* BEGIN *

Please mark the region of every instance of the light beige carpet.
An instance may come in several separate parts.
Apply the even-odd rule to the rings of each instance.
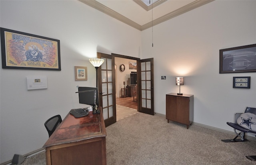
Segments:
[[[107,127],[109,165],[256,165],[245,157],[256,155],[256,141],[226,143],[229,134],[192,124],[168,123],[165,118],[141,113]],[[46,165],[45,153],[22,165]]]

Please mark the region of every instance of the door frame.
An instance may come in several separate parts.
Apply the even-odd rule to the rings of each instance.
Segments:
[[[114,59],[115,57],[119,57],[119,58],[122,58],[123,59],[131,59],[131,60],[136,60],[136,62],[137,62],[137,80],[139,80],[138,79],[139,77],[139,75],[138,75],[139,74],[138,74],[138,63],[140,61],[140,59],[139,58],[137,58],[137,57],[130,57],[130,56],[128,56],[126,55],[119,55],[118,54],[115,54],[115,53],[111,53],[111,55],[114,56]],[[112,64],[112,65],[114,64],[114,65],[115,64]],[[116,69],[117,69],[117,68]],[[138,80],[137,80],[137,82]],[[115,86],[115,88],[116,88],[116,86]],[[137,89],[137,91],[138,90],[138,89]],[[137,98],[137,110],[138,111],[140,111],[140,109],[139,109],[139,105],[140,105],[139,104],[139,100],[140,100],[140,99],[139,99],[139,96],[138,94],[137,96],[137,97],[138,97],[138,98]]]

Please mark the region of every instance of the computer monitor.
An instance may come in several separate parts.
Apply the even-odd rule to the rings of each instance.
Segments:
[[[79,97],[79,103],[92,106],[94,109],[95,105],[98,106],[97,88],[79,87],[78,93]]]

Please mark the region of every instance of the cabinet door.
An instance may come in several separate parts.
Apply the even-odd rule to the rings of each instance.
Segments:
[[[189,124],[189,97],[176,97],[177,121]]]
[[[166,95],[166,119],[176,121],[177,97]]]

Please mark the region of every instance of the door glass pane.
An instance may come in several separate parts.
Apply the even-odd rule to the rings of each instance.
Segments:
[[[106,82],[107,71],[101,71],[101,81],[102,82]]]
[[[112,82],[112,71],[108,71],[108,82]]]
[[[151,108],[151,102],[150,100],[147,100],[147,107],[148,108]]]
[[[143,98],[146,98],[146,90],[141,90],[141,96]]]
[[[141,63],[141,71],[146,71],[146,65],[145,63]]]
[[[147,71],[150,71],[150,62],[148,61],[146,62],[146,69]]]
[[[142,99],[142,107],[145,108],[146,106],[146,99]]]
[[[146,72],[146,79],[147,80],[150,80],[150,71],[147,71]]]
[[[108,70],[112,70],[112,59],[108,59]]]
[[[113,94],[108,95],[108,106],[112,106],[113,103]]]
[[[108,108],[103,109],[103,118],[104,119],[108,118]]]
[[[104,62],[101,65],[100,65],[100,66],[101,67],[101,69],[106,69],[107,68],[106,67],[106,59],[105,58],[102,58],[102,59],[104,60]]]
[[[109,112],[109,114],[108,114],[109,118],[114,116],[114,114],[113,114],[113,106],[111,106],[108,107],[108,112]]]
[[[151,91],[147,90],[147,98],[148,99],[151,99]]]
[[[102,84],[102,93],[103,94],[106,94],[107,93],[107,84],[106,83]]]
[[[102,106],[103,107],[108,106],[108,96],[102,96]]]
[[[141,89],[146,89],[146,81],[141,82]]]
[[[146,80],[146,72],[141,72],[141,80]]]
[[[108,83],[108,93],[113,93],[113,89],[112,87],[112,83]]]
[[[150,81],[146,81],[146,82],[147,83],[147,84],[146,85],[147,89],[148,89],[148,90],[150,90],[151,89],[151,82]]]

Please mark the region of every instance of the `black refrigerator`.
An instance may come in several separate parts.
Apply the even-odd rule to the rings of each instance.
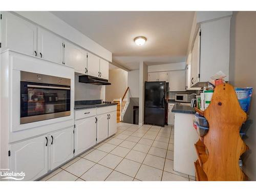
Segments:
[[[165,123],[165,81],[145,82],[144,122],[164,126]]]

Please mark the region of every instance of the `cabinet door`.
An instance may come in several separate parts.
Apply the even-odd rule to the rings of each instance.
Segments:
[[[158,72],[148,73],[148,81],[158,81]]]
[[[51,169],[60,165],[74,156],[73,127],[53,133],[50,137]]]
[[[105,79],[109,79],[109,62],[101,59],[100,59],[100,78]]]
[[[65,42],[64,62],[75,68],[75,71],[87,74],[87,52],[75,45]]]
[[[158,81],[168,82],[168,73],[167,72],[158,72]]]
[[[63,52],[62,43],[60,37],[45,29],[38,28],[38,57],[61,63]]]
[[[77,155],[96,143],[96,123],[95,116],[75,121],[75,155]]]
[[[36,27],[8,12],[3,12],[2,21],[2,50],[35,56]]]
[[[197,35],[195,40],[191,55],[191,75],[190,87],[199,82],[199,74],[200,73],[200,31]]]
[[[88,75],[99,77],[99,58],[90,53],[88,53]]]
[[[42,136],[10,145],[10,171],[25,173],[23,180],[36,180],[47,173],[47,136]],[[49,146],[48,139],[48,146]]]
[[[109,137],[115,134],[117,130],[116,124],[116,111],[110,113],[110,117],[109,119]]]
[[[169,73],[170,91],[185,91],[186,71],[172,71]]]
[[[174,125],[174,113],[172,112],[174,106],[168,108],[168,124]]]
[[[97,142],[98,143],[109,136],[109,120],[107,114],[98,115],[97,123]]]

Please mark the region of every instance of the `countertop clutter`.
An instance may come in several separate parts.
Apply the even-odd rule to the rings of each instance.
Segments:
[[[172,112],[174,113],[187,113],[190,114],[194,114],[196,113],[196,111],[195,111],[195,109],[193,108],[188,105],[177,104],[177,103],[174,105]]]
[[[101,108],[116,104],[117,104],[117,103],[115,102],[104,101],[102,103],[101,100],[79,100],[75,101],[74,109],[75,110],[78,110],[83,109]]]

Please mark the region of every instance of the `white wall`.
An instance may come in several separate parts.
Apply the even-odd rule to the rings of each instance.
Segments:
[[[176,62],[163,65],[147,66],[148,72],[155,72],[159,71],[168,71],[173,70],[180,70],[185,69],[186,62]]]
[[[105,100],[105,86],[78,82],[78,76],[75,75],[75,100]]]
[[[229,80],[236,87],[251,87],[253,92],[248,113],[252,120],[245,142],[249,150],[242,156],[243,169],[256,180],[256,12],[234,13],[230,28]]]
[[[145,92],[145,81],[147,81],[148,66],[143,63],[140,62],[139,70],[139,125],[142,125],[144,124],[144,101]]]
[[[127,87],[127,72],[121,69],[109,70],[109,82],[111,85],[106,86],[106,101],[112,101],[119,99],[124,94]]]
[[[131,97],[139,97],[139,70],[128,72],[127,86]]]

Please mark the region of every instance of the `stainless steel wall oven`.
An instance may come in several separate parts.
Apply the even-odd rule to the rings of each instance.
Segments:
[[[71,79],[21,71],[20,124],[70,115]]]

* END *

Goal: Rescale the data starting with the line containing "Please mark the region of every instance of the door frame." and going on through the line containing "[[[166,95],[166,119],[176,121],[177,97]]]", both included. Reproduce every one of those lines, with all text left as is and each polygon vertex coordinate multiplied by 2.05 and rounded to a whole number (halves round up).

Answer for this exercise:
Please mark the region of every instance of the door frame.
An instance may come in several separate parts.
Apply the even-odd rule to the rings of each instance.
Segments:
[[[234,121],[236,117],[244,117],[244,119],[250,119],[252,121],[269,121],[269,123],[279,123],[279,127],[281,127],[281,164],[285,164],[283,162],[285,158],[285,154],[283,154],[285,152],[283,152],[283,129],[287,125],[287,121],[285,119],[281,119],[281,117],[267,117],[267,115],[262,115],[258,113],[244,113],[242,111],[236,111],[236,109],[228,109],[228,113],[234,115]],[[230,131],[230,133],[234,131],[234,133],[236,131]],[[238,141],[240,141],[240,139]],[[283,164],[281,164],[281,168]],[[236,176],[236,180],[238,180],[238,176]],[[281,182],[281,187],[283,185],[283,182]],[[281,201],[281,226],[283,228],[287,228],[287,223],[285,223],[285,215],[287,215],[285,213],[285,205],[287,205],[287,203],[285,203],[285,197],[283,193],[281,197],[281,199],[283,199],[283,201]]]

Please mark the region of every instance of the computer monitor.
An instance may come in several separate parts.
Apply the even-odd rule to the rings of each instance.
Segments:
[[[162,199],[162,211],[189,217],[193,223],[195,215],[201,217],[199,180],[162,178],[160,191]]]

Please mark the region of every instance of the cabinet door.
An instance may come in several separate parts.
Apply the even-odd rule to the rings of each instance.
Segments:
[[[387,254],[387,199],[361,199],[363,248]]]
[[[340,195],[340,244],[361,248],[363,199]]]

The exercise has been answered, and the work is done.